Can you edit the material from its start through the line containing "[[[218,138],[218,80],[183,80],[182,83],[182,152],[207,154]]]", inclusive, so that "segmentation" becomes "mask" and nothing else changes? Return only those lines.

start

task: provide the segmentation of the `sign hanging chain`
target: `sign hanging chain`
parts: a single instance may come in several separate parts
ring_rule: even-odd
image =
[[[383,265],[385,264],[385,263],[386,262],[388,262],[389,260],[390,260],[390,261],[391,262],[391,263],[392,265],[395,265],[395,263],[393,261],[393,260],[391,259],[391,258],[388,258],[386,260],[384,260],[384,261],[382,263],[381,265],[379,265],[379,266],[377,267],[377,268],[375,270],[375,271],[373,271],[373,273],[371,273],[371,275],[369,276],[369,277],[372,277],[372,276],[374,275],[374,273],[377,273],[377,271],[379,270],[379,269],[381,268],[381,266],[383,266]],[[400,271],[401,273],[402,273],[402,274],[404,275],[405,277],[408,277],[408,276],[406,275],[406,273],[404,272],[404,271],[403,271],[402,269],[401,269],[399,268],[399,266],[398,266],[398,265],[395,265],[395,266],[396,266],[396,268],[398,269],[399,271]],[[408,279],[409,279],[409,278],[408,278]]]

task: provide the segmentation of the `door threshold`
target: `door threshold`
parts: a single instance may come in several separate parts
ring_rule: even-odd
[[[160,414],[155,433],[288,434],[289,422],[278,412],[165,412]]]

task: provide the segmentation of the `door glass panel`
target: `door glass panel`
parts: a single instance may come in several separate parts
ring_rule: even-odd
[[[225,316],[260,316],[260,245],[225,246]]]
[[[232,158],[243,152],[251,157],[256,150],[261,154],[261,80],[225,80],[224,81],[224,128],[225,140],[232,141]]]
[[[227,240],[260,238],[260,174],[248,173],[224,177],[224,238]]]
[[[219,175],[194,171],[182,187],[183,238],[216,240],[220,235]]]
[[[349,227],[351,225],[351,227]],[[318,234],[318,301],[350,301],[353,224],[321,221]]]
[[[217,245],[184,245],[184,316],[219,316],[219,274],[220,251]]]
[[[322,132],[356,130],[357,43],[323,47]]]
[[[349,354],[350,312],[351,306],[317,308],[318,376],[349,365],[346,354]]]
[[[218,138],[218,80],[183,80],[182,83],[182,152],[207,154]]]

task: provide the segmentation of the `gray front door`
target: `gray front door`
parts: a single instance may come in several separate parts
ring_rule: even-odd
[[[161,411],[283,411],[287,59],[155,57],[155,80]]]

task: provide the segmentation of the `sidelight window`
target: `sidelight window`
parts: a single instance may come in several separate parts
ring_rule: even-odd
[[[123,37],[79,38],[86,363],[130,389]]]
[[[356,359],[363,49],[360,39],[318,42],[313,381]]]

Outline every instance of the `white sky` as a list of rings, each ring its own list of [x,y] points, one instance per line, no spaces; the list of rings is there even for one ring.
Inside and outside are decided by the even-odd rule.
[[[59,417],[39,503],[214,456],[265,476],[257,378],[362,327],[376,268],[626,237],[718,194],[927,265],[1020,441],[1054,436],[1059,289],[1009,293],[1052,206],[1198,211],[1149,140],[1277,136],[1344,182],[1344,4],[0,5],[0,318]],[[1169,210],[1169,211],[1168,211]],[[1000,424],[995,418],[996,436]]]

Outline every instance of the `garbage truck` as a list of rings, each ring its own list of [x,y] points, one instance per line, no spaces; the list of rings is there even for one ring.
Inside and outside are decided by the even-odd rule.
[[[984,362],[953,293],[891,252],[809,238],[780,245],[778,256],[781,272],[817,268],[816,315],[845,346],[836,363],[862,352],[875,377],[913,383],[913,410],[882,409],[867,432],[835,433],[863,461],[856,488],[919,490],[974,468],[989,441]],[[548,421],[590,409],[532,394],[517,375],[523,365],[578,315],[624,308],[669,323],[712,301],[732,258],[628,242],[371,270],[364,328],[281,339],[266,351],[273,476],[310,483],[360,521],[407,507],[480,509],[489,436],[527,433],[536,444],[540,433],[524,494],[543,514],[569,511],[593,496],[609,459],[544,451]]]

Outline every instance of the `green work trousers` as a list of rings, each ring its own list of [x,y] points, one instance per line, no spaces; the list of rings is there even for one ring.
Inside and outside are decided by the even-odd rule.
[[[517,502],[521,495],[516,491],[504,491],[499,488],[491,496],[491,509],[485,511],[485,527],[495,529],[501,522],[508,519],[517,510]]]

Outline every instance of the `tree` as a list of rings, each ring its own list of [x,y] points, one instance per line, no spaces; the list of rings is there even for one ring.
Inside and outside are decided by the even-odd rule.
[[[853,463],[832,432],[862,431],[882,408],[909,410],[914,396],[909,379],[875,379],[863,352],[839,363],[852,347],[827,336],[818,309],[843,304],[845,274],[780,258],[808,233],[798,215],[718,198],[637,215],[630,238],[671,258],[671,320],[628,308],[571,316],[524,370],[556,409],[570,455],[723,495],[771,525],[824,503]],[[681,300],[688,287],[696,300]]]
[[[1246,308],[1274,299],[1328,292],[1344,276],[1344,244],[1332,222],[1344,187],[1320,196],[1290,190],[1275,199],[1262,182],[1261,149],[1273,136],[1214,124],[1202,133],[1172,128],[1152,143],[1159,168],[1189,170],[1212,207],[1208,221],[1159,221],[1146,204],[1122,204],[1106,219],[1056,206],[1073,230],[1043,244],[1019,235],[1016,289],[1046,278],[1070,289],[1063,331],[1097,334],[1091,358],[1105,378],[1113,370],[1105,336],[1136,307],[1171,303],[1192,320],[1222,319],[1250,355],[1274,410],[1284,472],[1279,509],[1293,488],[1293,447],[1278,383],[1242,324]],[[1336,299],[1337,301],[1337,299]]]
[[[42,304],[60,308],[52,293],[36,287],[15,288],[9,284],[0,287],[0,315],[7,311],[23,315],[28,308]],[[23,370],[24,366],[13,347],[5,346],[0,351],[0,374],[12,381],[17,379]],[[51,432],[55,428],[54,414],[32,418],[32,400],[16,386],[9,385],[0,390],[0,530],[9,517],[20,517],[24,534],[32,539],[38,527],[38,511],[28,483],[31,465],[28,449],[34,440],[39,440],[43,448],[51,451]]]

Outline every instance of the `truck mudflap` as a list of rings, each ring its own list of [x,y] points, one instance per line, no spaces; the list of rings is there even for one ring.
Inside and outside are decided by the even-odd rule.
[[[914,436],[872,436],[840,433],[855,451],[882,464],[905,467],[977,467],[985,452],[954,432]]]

end

** Exercise response **
task: provide the mask of the `sign hanging chain`
target: `sign hanging chain`
parts: a single instance may come in several separate parts
ring_rule: even-odd
image =
[[[383,265],[385,264],[385,263],[386,262],[388,262],[389,260],[390,260],[390,261],[391,262],[391,263],[392,265],[395,265],[395,263],[393,261],[393,260],[391,259],[391,258],[388,258],[386,260],[384,260],[384,261],[382,263],[381,265],[379,265],[379,266],[377,267],[377,268],[375,270],[375,271],[373,271],[373,273],[371,273],[371,275],[369,276],[369,277],[372,277],[372,276],[374,275],[374,273],[377,273],[377,271],[379,270],[379,269],[381,268],[381,266],[383,266]],[[400,271],[401,273],[402,273],[402,274],[404,275],[405,277],[408,277],[408,276],[406,275],[406,273],[404,272],[404,271],[403,271],[402,269],[401,269],[399,268],[399,266],[398,266],[398,265],[395,265],[395,266],[396,266],[396,268],[398,269],[399,271]],[[408,279],[409,279],[409,278],[408,278]]]

task: provide the mask of the `door threshold`
target: `door threshold`
parts: a single instance may come in several separate parts
ring_rule: even-odd
[[[160,414],[155,433],[288,434],[289,422],[278,412],[165,412]]]

task: provide the mask of the `door glass panel`
target: `door glass panel`
parts: a single instance may come in several separate parts
ring_rule: even-odd
[[[225,316],[260,316],[260,245],[225,246]]]
[[[232,158],[243,152],[251,157],[256,150],[261,154],[261,80],[225,80],[224,81],[224,128],[225,140],[232,141]]]
[[[227,240],[260,238],[260,174],[248,173],[224,177],[224,238]]]
[[[219,175],[194,171],[182,187],[183,238],[216,240],[220,235]]]
[[[349,227],[351,225],[351,227]],[[318,234],[318,301],[350,301],[353,224],[321,221]]]
[[[217,245],[184,245],[184,316],[219,316],[219,274],[220,251]]]
[[[322,132],[356,130],[357,43],[323,47]]]
[[[349,354],[350,312],[351,306],[317,308],[318,376],[349,365],[346,354]]]
[[[218,138],[218,80],[183,80],[182,83],[182,152],[207,154]]]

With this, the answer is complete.